---------- Task inputs
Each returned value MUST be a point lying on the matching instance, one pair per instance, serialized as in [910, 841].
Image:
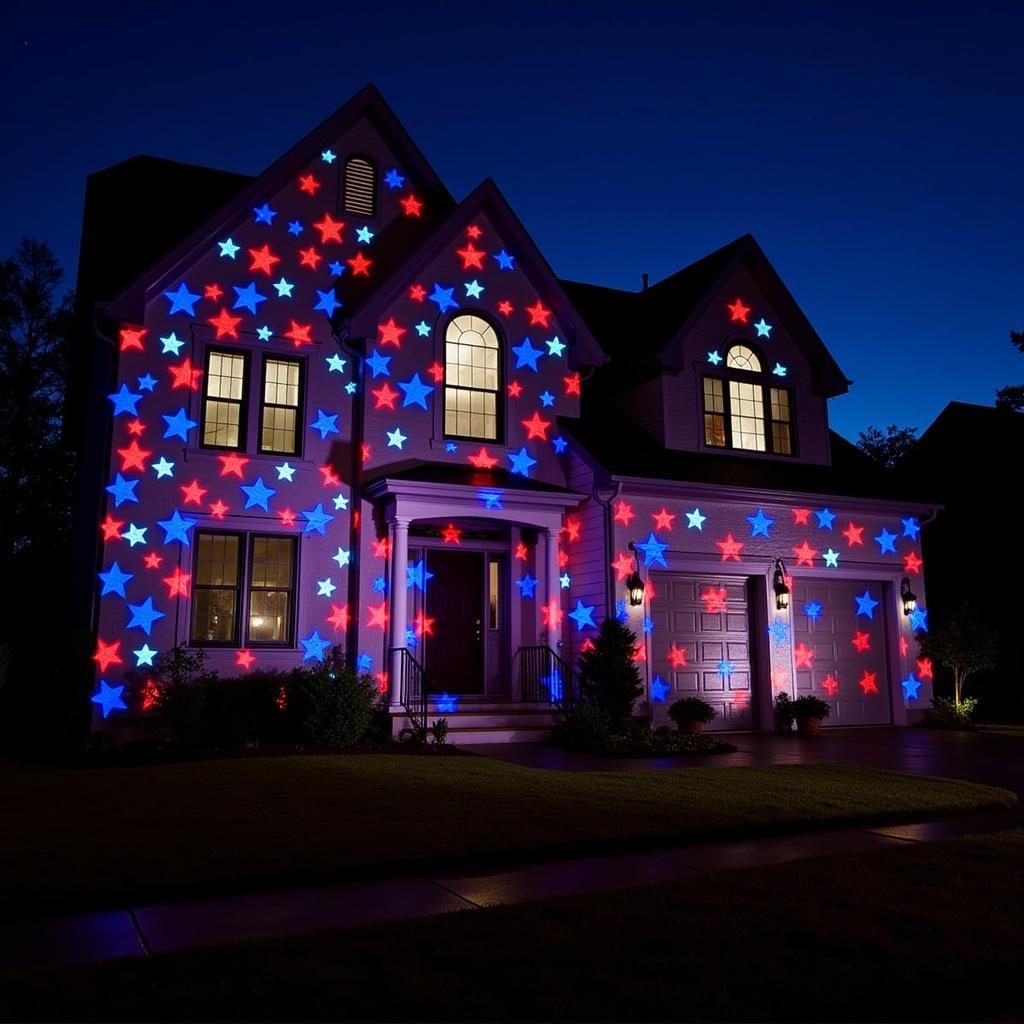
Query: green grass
[107, 837]
[926, 932]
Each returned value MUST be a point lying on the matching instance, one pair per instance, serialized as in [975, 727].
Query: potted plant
[691, 715]
[809, 712]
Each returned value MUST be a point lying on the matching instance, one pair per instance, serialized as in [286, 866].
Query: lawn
[115, 836]
[924, 932]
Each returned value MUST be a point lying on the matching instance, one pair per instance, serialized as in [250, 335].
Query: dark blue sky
[878, 157]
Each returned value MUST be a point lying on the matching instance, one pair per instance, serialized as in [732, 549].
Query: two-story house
[344, 409]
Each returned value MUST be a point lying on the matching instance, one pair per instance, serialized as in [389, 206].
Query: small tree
[965, 645]
[609, 677]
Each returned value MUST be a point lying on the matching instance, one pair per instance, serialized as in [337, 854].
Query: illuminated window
[271, 590]
[224, 399]
[740, 412]
[216, 589]
[360, 186]
[472, 378]
[280, 407]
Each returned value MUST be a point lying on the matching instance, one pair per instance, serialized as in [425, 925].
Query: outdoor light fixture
[909, 598]
[778, 585]
[634, 582]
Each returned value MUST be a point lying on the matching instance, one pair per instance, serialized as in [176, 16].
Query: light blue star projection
[313, 646]
[125, 401]
[143, 615]
[178, 425]
[866, 604]
[886, 542]
[258, 495]
[416, 392]
[176, 528]
[527, 586]
[181, 300]
[526, 355]
[760, 524]
[583, 615]
[123, 491]
[653, 551]
[325, 424]
[109, 697]
[316, 519]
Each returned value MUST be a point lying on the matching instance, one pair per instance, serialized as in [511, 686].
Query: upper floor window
[742, 412]
[472, 379]
[360, 186]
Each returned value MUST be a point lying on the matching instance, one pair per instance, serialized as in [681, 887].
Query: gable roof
[486, 199]
[649, 325]
[369, 103]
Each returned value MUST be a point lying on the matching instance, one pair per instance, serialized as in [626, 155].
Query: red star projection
[867, 682]
[805, 554]
[338, 619]
[225, 325]
[737, 311]
[730, 548]
[263, 260]
[390, 333]
[330, 229]
[804, 655]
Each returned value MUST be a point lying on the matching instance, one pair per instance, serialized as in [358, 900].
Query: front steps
[481, 721]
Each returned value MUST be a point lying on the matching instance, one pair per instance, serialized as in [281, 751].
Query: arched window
[742, 411]
[472, 378]
[360, 186]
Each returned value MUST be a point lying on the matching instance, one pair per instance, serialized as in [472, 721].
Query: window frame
[499, 391]
[264, 404]
[244, 404]
[375, 198]
[767, 383]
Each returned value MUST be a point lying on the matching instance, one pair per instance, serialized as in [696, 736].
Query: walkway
[164, 928]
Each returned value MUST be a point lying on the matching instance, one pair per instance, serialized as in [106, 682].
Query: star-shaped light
[109, 697]
[695, 519]
[760, 524]
[416, 392]
[181, 300]
[866, 604]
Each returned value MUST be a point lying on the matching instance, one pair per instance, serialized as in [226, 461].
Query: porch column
[552, 587]
[399, 603]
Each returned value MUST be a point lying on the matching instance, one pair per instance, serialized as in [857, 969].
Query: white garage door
[839, 630]
[700, 646]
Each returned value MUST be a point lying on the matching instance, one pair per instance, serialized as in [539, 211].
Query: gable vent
[360, 186]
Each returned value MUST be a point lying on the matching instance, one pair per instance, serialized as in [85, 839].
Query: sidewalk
[162, 928]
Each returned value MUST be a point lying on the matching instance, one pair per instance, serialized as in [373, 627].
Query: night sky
[878, 158]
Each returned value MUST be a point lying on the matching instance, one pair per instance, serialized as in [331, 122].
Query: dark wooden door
[455, 600]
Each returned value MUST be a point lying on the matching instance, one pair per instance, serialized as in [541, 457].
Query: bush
[331, 702]
[584, 727]
[691, 710]
[609, 677]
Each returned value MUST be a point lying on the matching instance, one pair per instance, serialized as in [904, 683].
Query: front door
[454, 651]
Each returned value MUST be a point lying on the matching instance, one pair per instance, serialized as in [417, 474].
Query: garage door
[700, 645]
[839, 630]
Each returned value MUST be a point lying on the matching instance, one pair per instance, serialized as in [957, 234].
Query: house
[956, 464]
[334, 406]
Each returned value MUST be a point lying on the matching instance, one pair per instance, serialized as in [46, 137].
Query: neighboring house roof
[638, 327]
[622, 449]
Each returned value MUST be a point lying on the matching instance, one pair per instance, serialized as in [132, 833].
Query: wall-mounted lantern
[778, 585]
[908, 596]
[634, 582]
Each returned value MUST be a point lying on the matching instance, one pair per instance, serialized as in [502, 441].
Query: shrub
[609, 677]
[584, 727]
[331, 702]
[691, 710]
--------------------
▶ [Work instructions] Only the lines from the one containing "in [417, 474]." through the end of the entries above should be written out, exactly and in full.

▶ [Response box]
Each returned value MUST be a point lying on the matching instance, one pair per instance, serialized as in [417, 474].
Query: garage door
[700, 645]
[839, 630]
Each returned value MUST be a point lying on the matching instance, one pair per instance, serialized as in [957, 234].
Query: house
[956, 464]
[334, 406]
Each returned value MUST be a point lying on the matching instance, one pair per instance, serialized as in [46, 137].
Query: neighboring house roof
[638, 327]
[622, 449]
Each returned value MUST be a point lying on the matching instance, one pair per instance, serialized as in [132, 833].
Query: wall-mounted lantern
[778, 585]
[908, 596]
[634, 582]
Each returned value MUST be a point lying on the matching instance, one pair per instance, serialized as in [502, 441].
Query: shrub
[609, 677]
[584, 727]
[331, 702]
[691, 710]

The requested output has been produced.